▶ [ACTIVITY]
The full set of lines below has to be duplicated exactly, with no picture kept.
(SUPPLIED RECORDS Opens)
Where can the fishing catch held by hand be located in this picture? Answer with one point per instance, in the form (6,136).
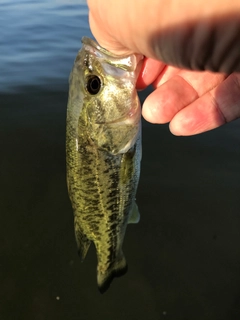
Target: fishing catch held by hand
(103,146)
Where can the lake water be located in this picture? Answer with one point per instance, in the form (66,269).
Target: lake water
(183,256)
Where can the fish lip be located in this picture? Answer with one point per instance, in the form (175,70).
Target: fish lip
(133,113)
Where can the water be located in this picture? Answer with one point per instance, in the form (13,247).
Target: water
(39,40)
(183,256)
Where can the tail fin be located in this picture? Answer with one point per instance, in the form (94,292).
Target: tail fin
(117,269)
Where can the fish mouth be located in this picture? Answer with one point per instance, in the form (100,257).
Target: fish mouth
(130,117)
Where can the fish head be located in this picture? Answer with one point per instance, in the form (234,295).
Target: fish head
(111,110)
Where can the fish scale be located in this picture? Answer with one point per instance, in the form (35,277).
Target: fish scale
(103,147)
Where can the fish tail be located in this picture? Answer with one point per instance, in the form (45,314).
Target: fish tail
(117,269)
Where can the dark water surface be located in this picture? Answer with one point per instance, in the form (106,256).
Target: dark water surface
(183,256)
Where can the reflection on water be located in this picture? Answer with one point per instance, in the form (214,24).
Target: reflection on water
(183,256)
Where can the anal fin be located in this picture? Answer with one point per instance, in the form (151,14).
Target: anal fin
(83,243)
(134,215)
(118,269)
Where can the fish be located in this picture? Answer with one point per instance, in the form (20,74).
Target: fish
(103,154)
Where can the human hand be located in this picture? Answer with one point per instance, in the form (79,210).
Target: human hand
(177,48)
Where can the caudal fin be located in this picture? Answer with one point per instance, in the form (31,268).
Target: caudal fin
(118,269)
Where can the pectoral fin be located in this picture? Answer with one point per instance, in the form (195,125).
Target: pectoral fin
(134,216)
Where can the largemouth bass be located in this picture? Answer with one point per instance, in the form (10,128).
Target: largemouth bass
(103,147)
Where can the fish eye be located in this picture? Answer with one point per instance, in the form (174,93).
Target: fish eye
(93,84)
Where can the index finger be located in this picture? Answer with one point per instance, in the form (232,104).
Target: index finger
(150,71)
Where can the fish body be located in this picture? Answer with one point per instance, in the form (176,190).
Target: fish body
(103,147)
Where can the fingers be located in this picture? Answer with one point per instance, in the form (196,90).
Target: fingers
(177,92)
(193,102)
(215,108)
(150,70)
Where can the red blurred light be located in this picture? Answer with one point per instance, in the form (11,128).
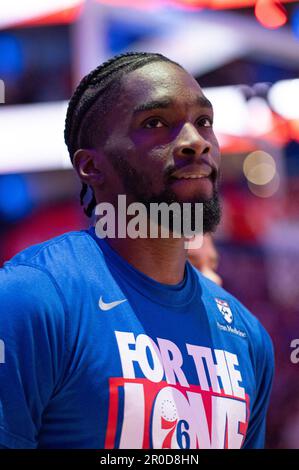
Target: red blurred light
(270,13)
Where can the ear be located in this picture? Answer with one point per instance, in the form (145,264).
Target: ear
(87,163)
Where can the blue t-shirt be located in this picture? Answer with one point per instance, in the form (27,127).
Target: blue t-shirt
(98,355)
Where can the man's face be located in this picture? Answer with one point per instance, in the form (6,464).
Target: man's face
(161,146)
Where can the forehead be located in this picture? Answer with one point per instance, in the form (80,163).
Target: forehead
(155,81)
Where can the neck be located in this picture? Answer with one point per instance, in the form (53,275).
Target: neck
(162,259)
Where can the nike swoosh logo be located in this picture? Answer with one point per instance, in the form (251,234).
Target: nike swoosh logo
(108,306)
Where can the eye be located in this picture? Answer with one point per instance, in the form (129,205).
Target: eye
(153,123)
(205,122)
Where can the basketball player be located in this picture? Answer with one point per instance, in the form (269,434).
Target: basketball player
(205,259)
(120,342)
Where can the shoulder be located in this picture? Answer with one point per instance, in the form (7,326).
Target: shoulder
(243,319)
(56,249)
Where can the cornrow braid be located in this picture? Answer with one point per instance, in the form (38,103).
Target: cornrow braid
(96,89)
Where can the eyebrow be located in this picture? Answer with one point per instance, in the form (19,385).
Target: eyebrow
(201,101)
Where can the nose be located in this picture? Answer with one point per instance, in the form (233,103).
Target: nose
(190,143)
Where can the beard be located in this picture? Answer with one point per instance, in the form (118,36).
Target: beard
(138,186)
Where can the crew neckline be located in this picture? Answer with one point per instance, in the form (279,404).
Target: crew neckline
(174,295)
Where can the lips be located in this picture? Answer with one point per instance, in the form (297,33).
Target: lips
(195,171)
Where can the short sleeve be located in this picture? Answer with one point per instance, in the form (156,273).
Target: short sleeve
(32,332)
(255,438)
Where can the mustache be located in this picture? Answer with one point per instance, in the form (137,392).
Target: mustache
(169,171)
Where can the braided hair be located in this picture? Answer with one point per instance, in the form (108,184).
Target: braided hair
(92,98)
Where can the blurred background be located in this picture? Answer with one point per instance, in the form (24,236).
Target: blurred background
(245,55)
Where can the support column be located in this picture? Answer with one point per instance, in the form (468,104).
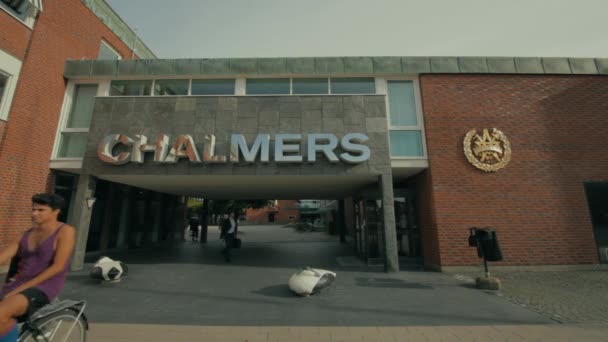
(SUPPLIED RECORDS Closes)
▶ [SOLUTION TO THE PROBLEM]
Where can the fishing catch held by hand be located in this picture? Answer with one point per instance, in the form (6,136).
Target: fishing catch held by hand
(103,146)
Where can the lake water be located in this picture? Answer with one point per instance, in the form (66,269).
Target: lake water
(183,256)
Where can the fish lip be located in this picture? Answer with one point per instance, in the form (175,70).
Target: fish lip
(133,113)
Where can the water be located in this picture? Answer with one point per instance, in the form (13,247).
Target: water
(39,40)
(183,256)
Where can the tail fin be located in this picture? Answer with one point per instance, in the form (94,292).
Target: tail fin
(117,269)
Where can the fish mouth be located in this picture? Answer with one point per instance, in the form (100,257).
Target: fish mouth
(130,117)
Where can the fish head be located in this picture? Answer with one point per instance, in the form (234,295).
Target: fish head
(111,110)
Where can the fish scale be located in this picture? Answer with one point per instance, in the form (35,277).
Target: fish scale
(103,147)
Where can the fish tail be located in this picture? Answer with one point per instance, in the form (45,314).
Target: fish tail
(117,269)
Where can the dark water surface be located in this picture? Answer with one point per instance, in the form (106,256).
Target: dark water surface
(183,256)
Where can the reflection on water be located in this picture? Answer with one point per instance, in the form (214,24).
Target: reflection on water
(183,256)
Where can the anal fin be located in this picture? Answer with one point per instance, in the form (151,14).
Target: anal fin
(83,243)
(134,215)
(118,269)
Where can the fish be located in this picture? Answer with one point per instance, in the form (20,74).
Target: fish
(103,154)
Where can the human hand be located in this picture? Answer with one point per instance, in the form (79,210).
Target: human hand
(177,48)
Where can the caudal fin be located in this picture? Answer with one point per instance, in the form (31,268).
Target: caudal fin
(118,269)
Where can the pectoral fin be located in this picture? Answer with one point per instance, in the form (195,125).
Target: pectoral fin
(134,216)
Where can the largemouth bass be located in this picture? Answer with one point per instance, in the form (10,128).
Target: largemouth bass
(103,147)
Where can the fish eye be located in this picture? Answer with one point per instance, in the form (174,93).
Target: fish eye
(93,84)
Where can the index finger be located in this picture? Answer with one point per instance, in the form (232,104).
Target: index finger
(150,71)
Where can the fish body be located in this picture? Answer with one point per instance, in the form (176,190).
Target: fish body
(103,147)
Where can the fingers be located in this picture? Answer with one point per instance, in the form (196,90).
Target: fingers
(177,92)
(193,102)
(215,108)
(150,70)
Where can the red blurred light be located in this picture? Answer with one point per instance, in the form (11,128).
Target: red blurred light
(270,13)
Where can the ear be located in this picture? Answer with one point per instance, in the form (145,264).
Target: ear
(87,163)
Where can the blue t-shirt be located in this picture? Answer with one point per instance, in the form (27,127).
Target: blue t-shirt
(98,355)
Where can the man's face be located in this picture? Answer with one point per instance, in the form (6,464).
Target: man's face
(161,146)
Where can the forehead be located in this picture? Answer with one point per instance, in the form (80,163).
Target: forehead
(155,81)
Where can the neck be located in this picture? Answer with one point per instance, in the form (53,275).
Target: neck
(162,259)
Where can the nike swoosh logo be located in this picture? Answer with one point per instance, in the form (251,234).
Target: nike swoosh logo
(108,306)
Where can the eye be located in this picture? Answer with one point per instance, in the form (129,205).
Target: eye
(153,123)
(205,122)
Where can the basketball player be located in this picture? Answer with one point per instance, in the form (269,434).
Target: basketball player
(205,259)
(120,342)
Where can the shoulder be located in this picture? Answer with one point per instance, in the form (7,326).
Target: shoulder
(243,319)
(56,249)
Where can the cornrow braid be located in this picture? Answer with one point per instance, in the form (38,103).
Target: cornrow braid
(96,89)
Where can the eyebrow be located in this picture? Answer with one point per instance, in the form (19,385).
Target: eyebrow
(201,101)
Where can the nose be located in this picture? Answer with one point per instance, in the form (233,103).
Target: nose
(190,143)
Where can the beard be located in this picture? Answer with one point per instance, in the form (118,36).
Target: beard
(138,186)
Where can the crew neckline be located in this picture? Answer with one point per instance, in the form (279,404).
Target: crew neckline
(174,295)
Where can the lips be located in this picture? Answer with one point per instance, in the form (297,33).
Target: lips
(195,171)
Where can the short sleeve be located in this picture? Answer with one point per instance, in the form (156,273).
Target: short sleeve
(32,332)
(255,438)
Where can the mustache be located in this picture? Answer with one point per instance, in the form (137,392).
Target: mustache
(169,171)
Where can the braided hair be located in this picture? Answer with one point per instance, in the form (108,184).
Target: braided hair
(92,98)
Where can the blurred background be located in this picture? Answer with one point per instance, in the form (24,236).
Target: blurred background
(245,55)
Where can the support column be located in this picture? Answer with one point per instance, in the form (468,104).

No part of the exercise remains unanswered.